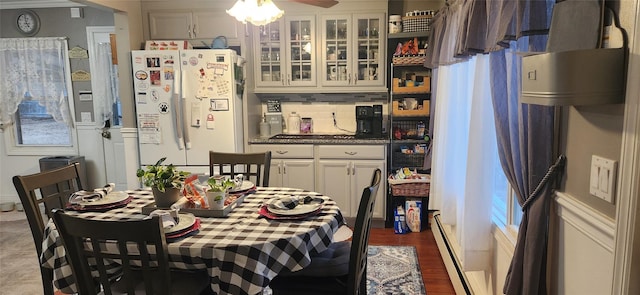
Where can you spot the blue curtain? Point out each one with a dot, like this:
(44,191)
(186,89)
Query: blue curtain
(525,135)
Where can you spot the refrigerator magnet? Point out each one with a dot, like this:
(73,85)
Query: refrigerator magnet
(219,104)
(211,123)
(163,108)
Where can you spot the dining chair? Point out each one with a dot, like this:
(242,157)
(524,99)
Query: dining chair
(254,166)
(341,269)
(49,189)
(135,242)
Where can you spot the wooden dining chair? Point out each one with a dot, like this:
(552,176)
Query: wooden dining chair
(46,190)
(342,268)
(254,166)
(133,240)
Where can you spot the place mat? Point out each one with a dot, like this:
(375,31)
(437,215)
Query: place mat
(99,208)
(264,211)
(299,209)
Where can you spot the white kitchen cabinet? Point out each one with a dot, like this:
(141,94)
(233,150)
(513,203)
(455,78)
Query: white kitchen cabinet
(354,47)
(285,53)
(189,25)
(291,165)
(345,170)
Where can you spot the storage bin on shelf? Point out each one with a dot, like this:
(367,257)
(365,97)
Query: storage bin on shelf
(418,187)
(423,112)
(403,60)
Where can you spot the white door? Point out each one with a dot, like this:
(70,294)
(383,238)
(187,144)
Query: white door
(102,158)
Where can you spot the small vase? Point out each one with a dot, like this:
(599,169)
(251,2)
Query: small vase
(167,198)
(216,204)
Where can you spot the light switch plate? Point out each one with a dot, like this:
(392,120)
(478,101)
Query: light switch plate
(603,178)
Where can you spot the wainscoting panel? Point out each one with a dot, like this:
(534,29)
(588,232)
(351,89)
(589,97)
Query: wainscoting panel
(584,245)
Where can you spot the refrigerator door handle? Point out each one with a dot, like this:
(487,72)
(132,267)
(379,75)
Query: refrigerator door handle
(176,110)
(184,124)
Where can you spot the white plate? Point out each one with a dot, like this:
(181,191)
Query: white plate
(245,186)
(112,197)
(300,209)
(186,221)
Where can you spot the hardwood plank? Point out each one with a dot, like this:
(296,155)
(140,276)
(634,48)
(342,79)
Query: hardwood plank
(434,273)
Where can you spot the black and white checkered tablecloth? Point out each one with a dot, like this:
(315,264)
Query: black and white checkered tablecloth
(241,252)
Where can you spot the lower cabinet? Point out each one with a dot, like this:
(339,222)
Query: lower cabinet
(338,171)
(292,165)
(344,171)
(292,173)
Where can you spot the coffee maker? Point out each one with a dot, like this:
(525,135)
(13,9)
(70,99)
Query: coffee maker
(369,121)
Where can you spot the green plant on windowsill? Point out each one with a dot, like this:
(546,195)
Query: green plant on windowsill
(162,177)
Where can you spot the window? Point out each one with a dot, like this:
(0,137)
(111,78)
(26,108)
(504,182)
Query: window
(36,109)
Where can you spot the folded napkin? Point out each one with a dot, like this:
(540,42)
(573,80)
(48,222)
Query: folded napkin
(169,217)
(91,196)
(284,202)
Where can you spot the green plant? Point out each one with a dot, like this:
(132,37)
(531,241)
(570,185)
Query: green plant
(217,184)
(162,176)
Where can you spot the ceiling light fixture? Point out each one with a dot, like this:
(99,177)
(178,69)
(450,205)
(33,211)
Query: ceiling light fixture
(257,12)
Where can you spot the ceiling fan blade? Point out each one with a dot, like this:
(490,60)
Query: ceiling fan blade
(319,3)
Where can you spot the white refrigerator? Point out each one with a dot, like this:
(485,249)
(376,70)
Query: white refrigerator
(187,104)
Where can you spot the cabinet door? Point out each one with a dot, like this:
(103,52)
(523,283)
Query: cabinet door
(275,173)
(211,24)
(170,25)
(270,54)
(300,51)
(334,182)
(361,178)
(369,65)
(336,37)
(299,174)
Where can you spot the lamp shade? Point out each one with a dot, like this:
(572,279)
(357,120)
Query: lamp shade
(257,12)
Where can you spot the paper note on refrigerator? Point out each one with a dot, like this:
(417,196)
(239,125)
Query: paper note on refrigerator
(149,128)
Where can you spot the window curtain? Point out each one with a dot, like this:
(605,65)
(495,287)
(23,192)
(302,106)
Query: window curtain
(464,146)
(466,82)
(525,136)
(33,68)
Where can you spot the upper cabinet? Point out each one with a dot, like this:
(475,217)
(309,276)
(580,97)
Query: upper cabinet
(285,53)
(329,53)
(353,50)
(190,25)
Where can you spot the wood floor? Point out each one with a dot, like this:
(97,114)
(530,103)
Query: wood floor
(434,274)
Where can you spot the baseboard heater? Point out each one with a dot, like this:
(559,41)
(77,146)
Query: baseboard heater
(451,261)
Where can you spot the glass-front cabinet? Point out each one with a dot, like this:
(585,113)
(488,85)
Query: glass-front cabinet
(353,47)
(285,52)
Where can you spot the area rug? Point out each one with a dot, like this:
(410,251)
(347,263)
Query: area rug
(394,270)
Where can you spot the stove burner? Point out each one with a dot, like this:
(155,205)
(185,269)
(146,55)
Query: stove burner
(313,136)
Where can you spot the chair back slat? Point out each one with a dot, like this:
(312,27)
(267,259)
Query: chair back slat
(254,166)
(356,281)
(134,240)
(49,189)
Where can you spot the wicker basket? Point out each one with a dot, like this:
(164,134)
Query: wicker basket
(418,23)
(410,187)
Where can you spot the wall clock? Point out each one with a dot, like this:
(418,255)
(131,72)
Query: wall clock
(27,22)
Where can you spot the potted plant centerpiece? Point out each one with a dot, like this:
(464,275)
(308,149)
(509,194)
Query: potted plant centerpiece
(165,181)
(217,191)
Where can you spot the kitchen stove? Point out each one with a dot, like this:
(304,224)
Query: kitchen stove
(314,136)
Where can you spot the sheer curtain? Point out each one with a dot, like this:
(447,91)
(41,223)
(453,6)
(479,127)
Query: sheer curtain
(464,149)
(33,68)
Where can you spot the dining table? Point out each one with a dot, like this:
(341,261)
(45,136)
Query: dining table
(241,252)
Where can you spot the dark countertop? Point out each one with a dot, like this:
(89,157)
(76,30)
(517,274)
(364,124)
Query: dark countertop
(329,139)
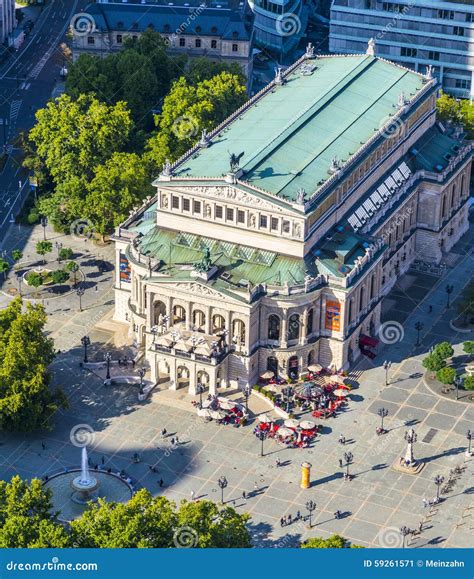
════════════════
▸ **任务目标**: 能把上面的全部数据逐行原样照抄一遍吗？图片不要放进答案里。

▸ **任务回复**:
Where can you spot the blue curtain? Point out each one with a dot, like this:
(44,191)
(186,89)
Query: blue curtain
(525,135)
Where can you spot the refrigerator magnet? Point out each one with a dot, like this:
(73,85)
Query: refrigerator magnet
(219,104)
(211,123)
(163,108)
Where can you spot the dining chair? Point out each one with a dot, like this:
(242,157)
(524,99)
Query: dining chair
(254,166)
(341,269)
(49,189)
(135,242)
Where can you spot the wooden dining chair? Point out each one with a dot, like this:
(552,176)
Query: wooden dining chair
(46,190)
(342,268)
(254,166)
(133,240)
Where can you spot the place mat? Point out each one with a dot, like this:
(375,31)
(437,215)
Query: place mat
(99,208)
(264,211)
(299,209)
Where can you spot the white kitchen cabinet? Point out each one with a dot, like this:
(141,94)
(233,150)
(513,203)
(455,78)
Query: white kitchen cabinet
(354,47)
(285,53)
(189,25)
(291,165)
(345,170)
Where can you spot the storage bin on shelf? Point out each one with a dot, like this:
(367,257)
(365,97)
Query: storage bin on shelf
(418,187)
(423,112)
(403,60)
Where can you spot the white door? Point out each one with a dot, like this:
(70,294)
(383,238)
(187,144)
Query: white door
(102,158)
Where can you spot the small vase? Point out each one with a dot, like this:
(599,169)
(251,2)
Query: small vase
(167,198)
(216,204)
Where can you spot the light switch plate? Point out each one with a dot, like this:
(392,120)
(478,101)
Query: light switch plate
(603,178)
Where can you spot the wainscoting panel? Point out each one with a dot, like this:
(534,29)
(588,232)
(351,89)
(589,97)
Query: wainscoting panel
(584,245)
Where can you spot the refrigerator door handle? Point out each one with a dot, like this:
(487,72)
(132,267)
(379,75)
Query: refrigerator door handle
(176,110)
(184,124)
Where can you spot the white plate? Point out each one with a dot, like this:
(181,191)
Query: white plate
(245,186)
(112,197)
(300,209)
(186,221)
Where can you spot the hardwood plank? Point out each one with a dot, like this:
(296,155)
(140,276)
(634,48)
(342,79)
Query: hardwood plank
(434,273)
Where can you spot the black and white checkered tablecloth? Point out each one with a dot, like this:
(315,264)
Query: black and white checkered tablecloth
(241,252)
Where can you spot the lower cabinet? Point out each one with a dot, like this:
(339,222)
Query: lower cabinet
(338,171)
(292,165)
(344,171)
(292,173)
Where can you spot the coffee maker? Point out each one with a dot, like this:
(525,135)
(13,9)
(70,99)
Query: coffee maker
(369,121)
Where can you spot the green plant on windowsill? Point out each one with a dot, like this:
(546,195)
Query: green plant on windowsill
(162,177)
Where can you spot the window? Point out each one with a dot, like this:
(0,137)
(111,78)
(26,108)
(504,182)
Query: window
(36,109)
Where can you spot the folded napkin? Point out each one with a dot, like this:
(540,42)
(573,80)
(48,222)
Query: folded napkin
(169,217)
(91,196)
(284,202)
Where can you spot the green plant? Point out each one with a dot, like this:
(132,37)
(531,241)
(570,185)
Query: green plant
(217,184)
(162,176)
Where can you spot the ceiling light fixture? Point out each one with a dot, like this:
(99,177)
(178,69)
(450,205)
(33,211)
Query: ceiling light fixture
(257,12)
Where can you spot the ceiling fan blade? Point out each one with a dot, like this:
(490,60)
Query: ceiling fan blade
(319,3)
Where can you spot the white refrigerator? Point out each one with a dot, like this:
(485,249)
(376,70)
Query: white refrigerator
(187,104)
Where can you spot the cabinet door? Point out each one with a dot, like this:
(103,52)
(523,283)
Query: cabinet door
(275,173)
(211,24)
(170,25)
(270,54)
(300,51)
(334,182)
(361,178)
(369,65)
(336,37)
(299,174)
Where can you spot the lamp shade? Point out each one with a dot, like this:
(572,279)
(357,120)
Query: lamp shade
(257,12)
Where can you spot the paper note on refrigerator? Point out each one with a dot, like this:
(417,196)
(239,125)
Query: paper note on refrigerator
(149,128)
Where can you spot the window curtain? Point out each one with a dot, like this:
(605,65)
(495,287)
(23,192)
(302,106)
Query: window curtain
(464,146)
(466,82)
(525,136)
(33,68)
Where can you spot the upper cabinet? Point out each one with a dot, like this:
(475,217)
(309,276)
(580,97)
Query: upper cabinet
(285,53)
(329,53)
(353,50)
(190,25)
Where can you spot the wood floor? Point out each one with a dot, like this:
(97,114)
(530,103)
Query: wood floor
(434,274)
Where can you spot the baseboard heater? Point out each one with a dot, like this:
(559,41)
(77,146)
Query: baseboard heater
(451,261)
Where can you spot the glass-front cabinet? Point out each one with a dot, like this:
(585,113)
(488,85)
Query: glass-front cabinet
(353,47)
(285,52)
Where can you spot the area rug? Point out each one with a dot, like this:
(410,251)
(347,263)
Query: area rug
(394,270)
Where can you spot the stove burner? Point out each one with a dot, like this:
(155,205)
(185,269)
(146,55)
Query: stove burner
(313,136)
Where can you spot the chair back slat? Point out each one with a dot, like this:
(312,27)
(267,259)
Query: chair back slat
(254,166)
(356,281)
(134,240)
(49,189)
Where can you spot the wicker basket? Point out each one with a dot, like this:
(164,134)
Query: wicker basket
(418,23)
(410,187)
Where can you spot the wall clock? Point out each one with a dot, like this:
(418,255)
(131,72)
Query: wall clock
(27,22)
Where can you spot the potted plant centerpiece? Point out each one with a dot, like this:
(464,275)
(308,149)
(509,194)
Query: potted plant centerpiece
(165,181)
(217,191)
Where can you spot the kitchen stove? Point out each one with a dot, like this:
(304,224)
Query: kitchen stove
(314,136)
Where can you spot the sheer curtain? Point out each one with a dot, like this:
(447,91)
(41,223)
(453,6)
(479,127)
Query: sheer curtain
(464,149)
(33,68)
Where can you spot the dining table? Point out each one with a dot, like this:
(341,261)
(45,136)
Query: dining table
(241,252)
Where can you spot the dark countertop? Point out each one with a dot, like this:
(89,157)
(76,30)
(517,274)
(364,124)
Query: dark countertop
(329,139)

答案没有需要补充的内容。